## THE PROBLEM
Write out exactly the lines from the one containing "Where can the person" through the last line of the records below, including both.
===
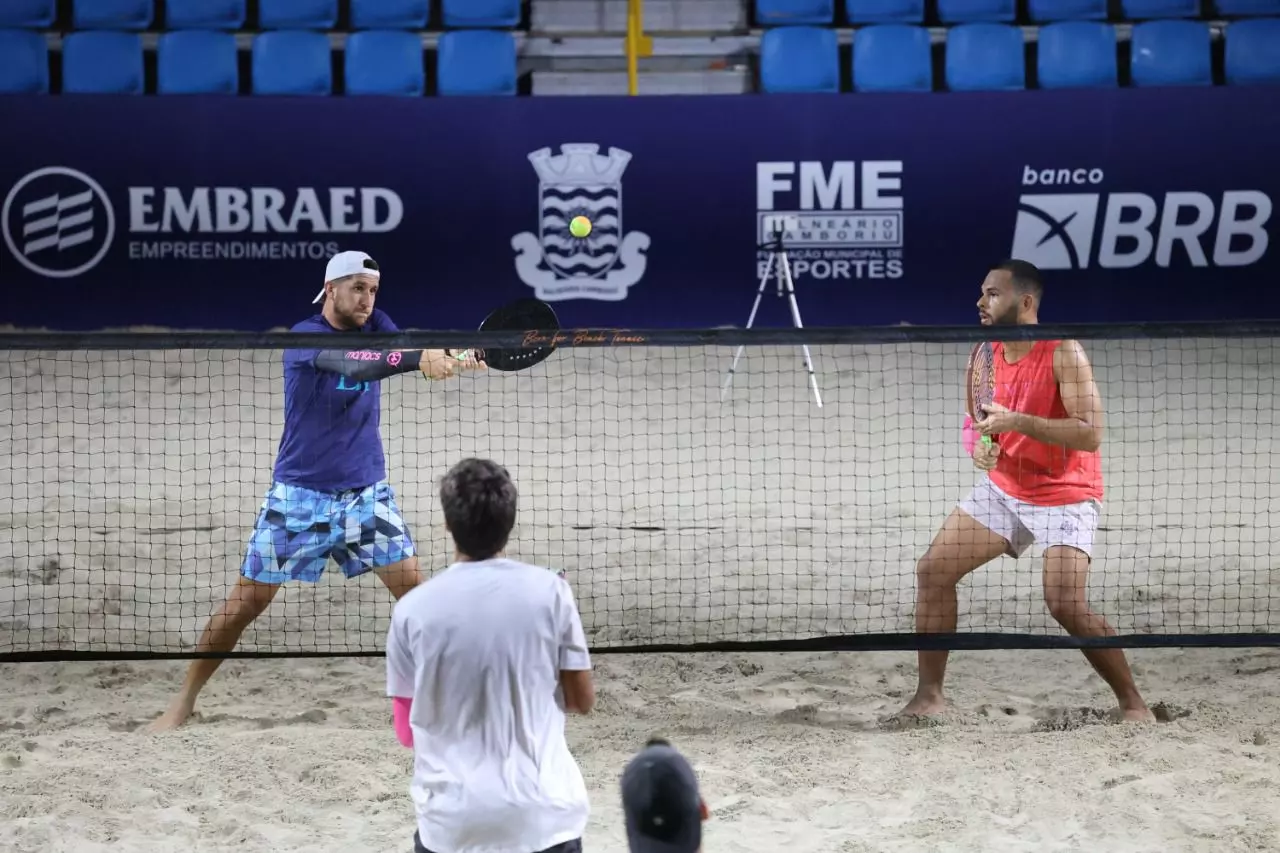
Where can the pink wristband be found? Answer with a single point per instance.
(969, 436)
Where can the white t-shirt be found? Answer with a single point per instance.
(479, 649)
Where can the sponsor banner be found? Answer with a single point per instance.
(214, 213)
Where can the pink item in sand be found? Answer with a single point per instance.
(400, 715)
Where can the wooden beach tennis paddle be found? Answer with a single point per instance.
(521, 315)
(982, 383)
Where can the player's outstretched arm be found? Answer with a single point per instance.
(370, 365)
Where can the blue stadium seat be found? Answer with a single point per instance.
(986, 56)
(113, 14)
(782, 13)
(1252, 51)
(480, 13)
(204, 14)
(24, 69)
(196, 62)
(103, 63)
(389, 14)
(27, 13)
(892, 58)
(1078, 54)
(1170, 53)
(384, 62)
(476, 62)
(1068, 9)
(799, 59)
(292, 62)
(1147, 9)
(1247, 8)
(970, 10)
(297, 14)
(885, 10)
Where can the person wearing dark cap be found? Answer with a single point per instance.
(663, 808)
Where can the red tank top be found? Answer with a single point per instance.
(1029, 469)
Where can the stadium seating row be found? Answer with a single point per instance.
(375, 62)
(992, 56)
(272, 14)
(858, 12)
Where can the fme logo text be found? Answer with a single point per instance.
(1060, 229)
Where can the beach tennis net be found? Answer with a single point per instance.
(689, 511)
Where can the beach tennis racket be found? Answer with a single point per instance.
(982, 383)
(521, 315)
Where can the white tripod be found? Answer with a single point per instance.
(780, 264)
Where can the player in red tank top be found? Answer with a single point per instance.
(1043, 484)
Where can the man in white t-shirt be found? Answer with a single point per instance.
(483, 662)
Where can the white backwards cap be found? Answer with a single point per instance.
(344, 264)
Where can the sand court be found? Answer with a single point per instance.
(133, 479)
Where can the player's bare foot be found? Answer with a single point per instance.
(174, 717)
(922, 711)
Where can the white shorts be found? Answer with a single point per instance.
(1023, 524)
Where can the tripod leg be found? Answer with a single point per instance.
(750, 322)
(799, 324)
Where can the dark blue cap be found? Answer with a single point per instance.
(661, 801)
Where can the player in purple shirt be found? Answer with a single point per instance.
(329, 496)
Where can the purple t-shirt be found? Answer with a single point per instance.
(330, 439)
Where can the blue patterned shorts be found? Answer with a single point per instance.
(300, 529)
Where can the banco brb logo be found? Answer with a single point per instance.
===
## WRITTEN RESPONSE
Where can the person wearing dark cap be found? Answer with a single point per instance.
(663, 808)
Where can the red tank top be found? Answer with a single point per instance.
(1029, 469)
Where can the stadium seating row be found? Answer with a single point per instance.
(375, 62)
(992, 56)
(272, 14)
(858, 12)
Where can the fme logo text be found? Answer with a single point per instance.
(1060, 229)
Where can the beach tennis net be found? Answer with a single point per instance.
(689, 511)
Where can the beach tennis racket be found? Answer with a single point per instance.
(982, 383)
(521, 315)
Where can the white tripod be found? Answer with a single point per instance.
(780, 264)
Where can the player in red tank top be found? Answer with a single point per instance.
(1043, 484)
Where can the man in white t-shirt be found? Answer with a single point per instance.
(483, 662)
Where can the white backwards cap be found? Answer with a single point per instance.
(344, 264)
Where can the sand court be found? Answer with a single point per instance.
(133, 479)
Where can the player's bare foot be found? Answer with a single point per instance.
(174, 717)
(922, 711)
Where can the white shorts be found? Answer with a single point per instance.
(1023, 524)
Where can the tripod leg be found? Answer with a single point per instance.
(750, 322)
(799, 324)
Where can the dark blue cap be found? Answer with a single point per instance.
(661, 801)
Where can the player in purple shirt be found? Answer with a single point per instance.
(329, 496)
Where can the purple t-shirt be found? Answer with a single point per instance.
(330, 439)
Where can the blue patterned shorts be found? Answer with a single point per instance.
(300, 529)
Where can the banco brb logo be found? Answer with a single point per instance.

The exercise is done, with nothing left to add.